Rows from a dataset

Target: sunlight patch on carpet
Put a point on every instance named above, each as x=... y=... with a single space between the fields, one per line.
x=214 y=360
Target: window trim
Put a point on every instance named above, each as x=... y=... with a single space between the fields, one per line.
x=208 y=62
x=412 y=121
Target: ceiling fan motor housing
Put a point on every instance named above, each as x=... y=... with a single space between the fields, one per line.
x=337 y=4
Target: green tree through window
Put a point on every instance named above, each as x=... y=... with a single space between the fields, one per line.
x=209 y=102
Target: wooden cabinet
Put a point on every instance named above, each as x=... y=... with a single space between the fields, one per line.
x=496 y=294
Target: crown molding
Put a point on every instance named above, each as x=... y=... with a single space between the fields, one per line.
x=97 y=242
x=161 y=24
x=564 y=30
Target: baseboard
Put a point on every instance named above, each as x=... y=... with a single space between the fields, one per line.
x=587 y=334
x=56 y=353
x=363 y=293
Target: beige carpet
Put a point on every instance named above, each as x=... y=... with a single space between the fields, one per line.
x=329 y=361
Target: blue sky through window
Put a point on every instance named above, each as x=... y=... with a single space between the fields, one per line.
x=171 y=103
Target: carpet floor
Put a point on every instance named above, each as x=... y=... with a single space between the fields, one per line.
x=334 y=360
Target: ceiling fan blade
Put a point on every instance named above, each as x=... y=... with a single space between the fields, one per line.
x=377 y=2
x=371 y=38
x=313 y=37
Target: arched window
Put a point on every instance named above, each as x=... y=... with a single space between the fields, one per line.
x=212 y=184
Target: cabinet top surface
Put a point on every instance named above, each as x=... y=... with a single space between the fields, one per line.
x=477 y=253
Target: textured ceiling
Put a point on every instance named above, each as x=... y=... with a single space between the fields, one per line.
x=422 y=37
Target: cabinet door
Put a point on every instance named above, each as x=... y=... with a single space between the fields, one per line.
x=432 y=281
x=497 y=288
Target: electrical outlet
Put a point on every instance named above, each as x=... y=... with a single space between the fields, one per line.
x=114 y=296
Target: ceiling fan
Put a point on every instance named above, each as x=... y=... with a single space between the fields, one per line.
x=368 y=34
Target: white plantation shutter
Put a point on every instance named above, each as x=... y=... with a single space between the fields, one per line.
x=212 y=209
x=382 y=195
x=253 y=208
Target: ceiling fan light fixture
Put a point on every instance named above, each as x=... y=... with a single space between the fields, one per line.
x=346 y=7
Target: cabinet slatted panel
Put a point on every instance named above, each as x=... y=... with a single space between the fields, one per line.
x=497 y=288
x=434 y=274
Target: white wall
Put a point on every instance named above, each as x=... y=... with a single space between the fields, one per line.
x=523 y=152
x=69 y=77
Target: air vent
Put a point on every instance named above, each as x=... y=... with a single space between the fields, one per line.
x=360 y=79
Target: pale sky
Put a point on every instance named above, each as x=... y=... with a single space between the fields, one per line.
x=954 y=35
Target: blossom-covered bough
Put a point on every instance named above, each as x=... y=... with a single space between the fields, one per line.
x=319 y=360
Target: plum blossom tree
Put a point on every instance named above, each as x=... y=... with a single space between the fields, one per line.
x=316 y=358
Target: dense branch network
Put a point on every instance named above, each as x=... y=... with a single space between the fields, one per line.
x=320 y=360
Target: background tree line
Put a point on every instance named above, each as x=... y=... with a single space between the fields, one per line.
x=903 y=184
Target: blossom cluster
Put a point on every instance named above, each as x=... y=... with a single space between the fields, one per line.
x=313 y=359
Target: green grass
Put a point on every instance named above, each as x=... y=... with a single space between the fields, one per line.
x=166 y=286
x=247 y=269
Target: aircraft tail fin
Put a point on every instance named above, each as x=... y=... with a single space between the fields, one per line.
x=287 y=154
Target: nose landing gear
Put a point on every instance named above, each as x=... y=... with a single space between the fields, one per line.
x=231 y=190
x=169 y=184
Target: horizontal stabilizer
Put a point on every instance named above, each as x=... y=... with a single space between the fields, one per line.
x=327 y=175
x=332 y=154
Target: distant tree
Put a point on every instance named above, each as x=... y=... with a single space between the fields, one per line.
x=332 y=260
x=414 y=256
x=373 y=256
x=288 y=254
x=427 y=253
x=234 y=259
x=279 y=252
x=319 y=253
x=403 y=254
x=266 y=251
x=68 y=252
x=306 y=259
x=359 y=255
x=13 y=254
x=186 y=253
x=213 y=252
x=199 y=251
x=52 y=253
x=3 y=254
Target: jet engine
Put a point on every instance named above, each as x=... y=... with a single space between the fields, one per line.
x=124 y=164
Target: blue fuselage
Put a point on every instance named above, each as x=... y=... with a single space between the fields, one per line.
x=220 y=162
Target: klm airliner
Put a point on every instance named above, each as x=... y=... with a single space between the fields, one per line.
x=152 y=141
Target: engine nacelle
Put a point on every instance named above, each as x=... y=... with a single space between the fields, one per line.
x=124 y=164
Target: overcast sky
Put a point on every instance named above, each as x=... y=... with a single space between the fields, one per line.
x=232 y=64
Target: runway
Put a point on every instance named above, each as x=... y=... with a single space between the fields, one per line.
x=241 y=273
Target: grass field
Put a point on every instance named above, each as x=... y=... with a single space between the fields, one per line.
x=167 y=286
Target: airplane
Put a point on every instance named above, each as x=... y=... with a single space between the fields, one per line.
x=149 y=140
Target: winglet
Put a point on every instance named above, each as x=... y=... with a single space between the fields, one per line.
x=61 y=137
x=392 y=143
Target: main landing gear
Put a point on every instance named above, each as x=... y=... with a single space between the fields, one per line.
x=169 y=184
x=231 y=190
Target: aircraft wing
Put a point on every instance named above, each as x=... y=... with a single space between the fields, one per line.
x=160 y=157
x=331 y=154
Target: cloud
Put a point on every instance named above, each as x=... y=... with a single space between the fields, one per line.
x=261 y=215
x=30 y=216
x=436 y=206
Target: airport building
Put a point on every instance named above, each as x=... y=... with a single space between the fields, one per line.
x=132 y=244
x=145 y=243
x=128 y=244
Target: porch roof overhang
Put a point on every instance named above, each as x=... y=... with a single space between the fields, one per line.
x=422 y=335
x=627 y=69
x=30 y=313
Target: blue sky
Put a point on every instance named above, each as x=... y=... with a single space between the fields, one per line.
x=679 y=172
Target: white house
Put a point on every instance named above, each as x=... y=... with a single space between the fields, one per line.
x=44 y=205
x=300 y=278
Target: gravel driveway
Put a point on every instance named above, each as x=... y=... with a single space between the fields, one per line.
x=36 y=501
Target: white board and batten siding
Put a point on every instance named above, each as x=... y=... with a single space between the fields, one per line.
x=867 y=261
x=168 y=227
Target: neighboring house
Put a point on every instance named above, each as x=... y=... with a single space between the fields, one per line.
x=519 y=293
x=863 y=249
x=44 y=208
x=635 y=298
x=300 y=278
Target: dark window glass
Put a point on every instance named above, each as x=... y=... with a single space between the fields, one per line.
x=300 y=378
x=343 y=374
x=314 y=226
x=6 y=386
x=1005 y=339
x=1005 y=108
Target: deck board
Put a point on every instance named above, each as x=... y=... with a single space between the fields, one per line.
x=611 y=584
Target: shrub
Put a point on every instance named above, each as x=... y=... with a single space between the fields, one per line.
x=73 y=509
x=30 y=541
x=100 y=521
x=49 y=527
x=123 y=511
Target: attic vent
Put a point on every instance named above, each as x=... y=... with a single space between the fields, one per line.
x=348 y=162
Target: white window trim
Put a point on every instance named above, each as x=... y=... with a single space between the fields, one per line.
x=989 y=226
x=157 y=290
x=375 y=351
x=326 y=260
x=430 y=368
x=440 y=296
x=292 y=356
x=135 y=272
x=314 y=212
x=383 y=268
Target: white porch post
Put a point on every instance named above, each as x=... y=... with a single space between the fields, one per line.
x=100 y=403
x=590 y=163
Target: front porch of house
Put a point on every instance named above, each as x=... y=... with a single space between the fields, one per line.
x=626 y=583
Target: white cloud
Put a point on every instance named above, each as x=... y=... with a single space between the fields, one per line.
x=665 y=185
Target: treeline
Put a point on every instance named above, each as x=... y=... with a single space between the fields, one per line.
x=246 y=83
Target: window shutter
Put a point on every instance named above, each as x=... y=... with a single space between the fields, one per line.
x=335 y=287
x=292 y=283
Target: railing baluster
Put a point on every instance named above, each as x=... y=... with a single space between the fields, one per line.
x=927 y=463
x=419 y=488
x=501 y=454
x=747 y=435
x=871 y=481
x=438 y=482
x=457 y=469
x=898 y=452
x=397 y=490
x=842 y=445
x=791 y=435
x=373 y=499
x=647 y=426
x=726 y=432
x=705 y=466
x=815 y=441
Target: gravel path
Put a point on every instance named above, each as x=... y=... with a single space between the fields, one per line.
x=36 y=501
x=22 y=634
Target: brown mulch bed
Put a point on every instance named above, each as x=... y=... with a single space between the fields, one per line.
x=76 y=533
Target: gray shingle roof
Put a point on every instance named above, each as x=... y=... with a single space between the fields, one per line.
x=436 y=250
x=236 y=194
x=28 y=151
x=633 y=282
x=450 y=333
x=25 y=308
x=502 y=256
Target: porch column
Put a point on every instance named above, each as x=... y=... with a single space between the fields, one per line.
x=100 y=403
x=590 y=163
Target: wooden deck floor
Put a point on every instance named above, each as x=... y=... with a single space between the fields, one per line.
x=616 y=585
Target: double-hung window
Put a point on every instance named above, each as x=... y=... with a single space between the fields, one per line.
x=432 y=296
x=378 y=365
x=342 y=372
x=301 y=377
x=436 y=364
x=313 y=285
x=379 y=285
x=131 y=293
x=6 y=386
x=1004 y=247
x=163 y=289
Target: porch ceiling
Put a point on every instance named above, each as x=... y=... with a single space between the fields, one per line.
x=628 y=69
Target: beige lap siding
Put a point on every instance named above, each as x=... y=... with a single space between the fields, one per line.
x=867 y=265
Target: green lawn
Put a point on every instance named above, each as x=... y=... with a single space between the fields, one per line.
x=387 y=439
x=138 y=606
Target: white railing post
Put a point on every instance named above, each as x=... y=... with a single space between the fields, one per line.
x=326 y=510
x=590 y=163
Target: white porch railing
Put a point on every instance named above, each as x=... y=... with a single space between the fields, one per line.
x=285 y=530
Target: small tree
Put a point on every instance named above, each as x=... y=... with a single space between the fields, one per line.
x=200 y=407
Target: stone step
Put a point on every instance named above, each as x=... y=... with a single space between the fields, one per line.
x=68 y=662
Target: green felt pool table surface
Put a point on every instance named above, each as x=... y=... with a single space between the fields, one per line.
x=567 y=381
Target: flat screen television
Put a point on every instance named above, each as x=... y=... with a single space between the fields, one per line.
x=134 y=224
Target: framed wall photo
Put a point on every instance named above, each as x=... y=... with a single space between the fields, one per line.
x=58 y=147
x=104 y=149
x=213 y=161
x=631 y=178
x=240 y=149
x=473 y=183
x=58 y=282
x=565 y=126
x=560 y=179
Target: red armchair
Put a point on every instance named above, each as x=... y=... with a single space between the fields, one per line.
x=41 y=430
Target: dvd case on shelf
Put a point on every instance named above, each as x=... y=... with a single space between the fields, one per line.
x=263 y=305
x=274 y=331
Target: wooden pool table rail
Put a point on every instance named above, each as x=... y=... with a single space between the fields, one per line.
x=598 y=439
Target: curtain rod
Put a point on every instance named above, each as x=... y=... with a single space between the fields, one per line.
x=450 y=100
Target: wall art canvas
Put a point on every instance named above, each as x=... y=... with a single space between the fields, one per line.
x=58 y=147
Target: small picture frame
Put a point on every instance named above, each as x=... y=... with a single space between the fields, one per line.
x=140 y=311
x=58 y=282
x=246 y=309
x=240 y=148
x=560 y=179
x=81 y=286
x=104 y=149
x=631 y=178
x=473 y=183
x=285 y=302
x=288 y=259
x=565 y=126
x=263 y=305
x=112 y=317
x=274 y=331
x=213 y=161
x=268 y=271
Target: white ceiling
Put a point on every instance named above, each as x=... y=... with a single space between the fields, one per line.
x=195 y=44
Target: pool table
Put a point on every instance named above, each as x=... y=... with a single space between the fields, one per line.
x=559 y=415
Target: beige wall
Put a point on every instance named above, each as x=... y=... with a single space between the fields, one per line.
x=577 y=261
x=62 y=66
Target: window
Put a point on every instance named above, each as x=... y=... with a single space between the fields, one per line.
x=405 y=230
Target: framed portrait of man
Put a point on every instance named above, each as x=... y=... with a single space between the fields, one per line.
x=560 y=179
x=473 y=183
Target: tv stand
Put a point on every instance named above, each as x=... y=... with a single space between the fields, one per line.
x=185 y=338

→ **What needs to be done**
Copy the records verbatim, starting at the line containing "Target: white ceiling" and continuing through the final line of the records.

→ **Worked solution**
Target: white ceiling
Put a point on every instance named above, each as x=... y=... with a single space between the fields, one per line.
x=195 y=44
Target: pool table
Put a point on every instance named above, each as x=... y=... with a single space between the fields, one per line.
x=559 y=415
Target: beige wall
Put a point on every instance named above, each as x=... y=... with a single space between the fields, one per line.
x=577 y=261
x=62 y=66
Target: window
Put a point on every instance named above, each as x=... y=... with a single space between the fields, one per line.
x=405 y=230
Target: framed portrait of man
Put a point on every instance named above, each as x=... y=... with a single space between the fields, one per line.
x=560 y=179
x=473 y=183
Target: tv stand
Put a point on every instance named above, each as x=... y=... with a single space between the fields, one per line.
x=185 y=338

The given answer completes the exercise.